■ AIM OF THE TASK: In the passage on JavaScript promises, starting with which Node.js version are promises available?

Promises are a new feature introduced to javascript in ES6, they represent a way to write asynchronous code in a more synchronous way and it’s available in Node.js since v4.0, if you haven’t installed v4.0 yet (you should btw) you can use third-party implementation like q.

A Promise is essentially a representation of a value that is not available yet but will be resolved in the future. A promise is created using a function that takes two arguments: a resolve handler, and a reject handler. In this function you write your asynchronous call, and when the value you get from that call is available, you resolve the promise with that value using the resolve handler. And if any error occurs in the process, you reject the promise with that error using the reject handler.

var promise = new Promise(function(resolve, reject) {
    try {
        someAsyncCall(function(result) {
            // the result in now available in the callback
            resolve(result);
        });
    }
    catch(error) {
        reject(error);
    }
});

Now you have a promise of a value, with that you have the ability to wait for that value to be resolved and then do some processing on it. This behaviour (called the thenable behaviour) is accomplished using the Promise.then method that takes two functions: the first which is called if the promise is resolved and it gets passed the resolved value, the other gets called if the promise is rejected and gets passed the rejected value (which is usually an error).

promise
.then(function(value) {
    console.log("This is the result of someAsyncCall: ", value);
}, function(error) {
    throw error;  // rethrow the error
});

We see that the promise allowed us to simplify our asynchronous code by limiting the callback to only the report of the value, and all the processing logic of that value is separated to another block (the then block) outside the callback in a way that appears to be synchronous. How cool is that!

I’m sufficing with this short introduction to promises as it’s all what we need here. If you feel that you need more, you can always check html5rocks tutorial on promises. Now we need to talk about what Deferreds are.

A Deferred is an extended type of promise, created using Promise.defer() method that returns a new promise along with methods (.resolve and .reject) to change its state (to resolved or to rejected) when needed. As we think of a regular promise as a promise for a value, we can think of a deferred as a promise for work not yet finished. When the work is done, we call the deferred.resolve method to change the underlying promise’s state to resolved; and if there’s an error we call the deferred.reject method to change its state to rejected. We can use the underlying promise (accessed via deffered.promise) and utilize the thenable behaviour to do other work when the promised work is done.

■ DATA SECTION:
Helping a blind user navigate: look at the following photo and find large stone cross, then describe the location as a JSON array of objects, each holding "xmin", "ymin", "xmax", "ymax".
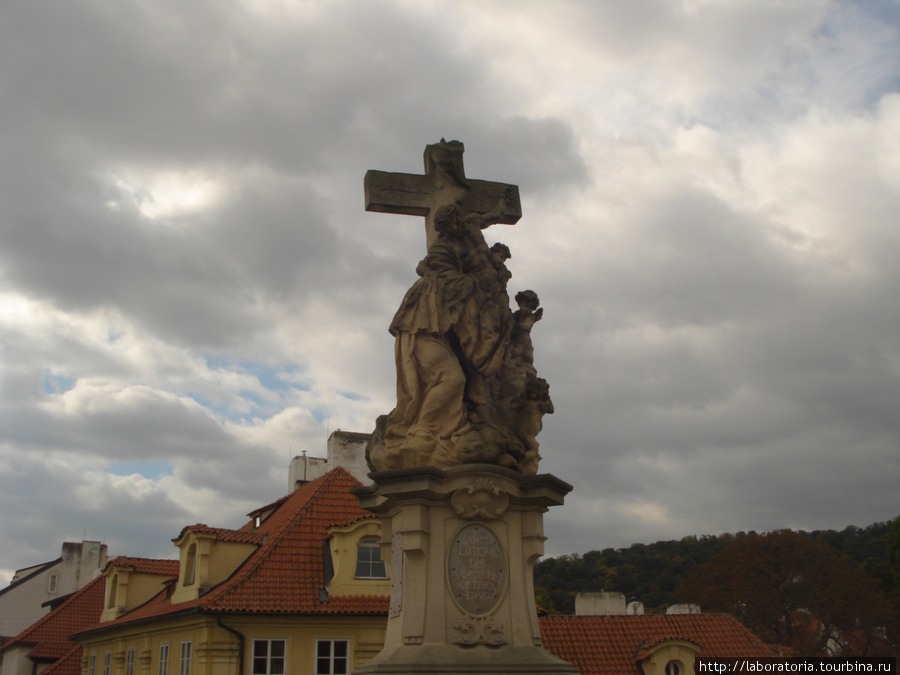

■ THE COMPLETED TASK: v4.0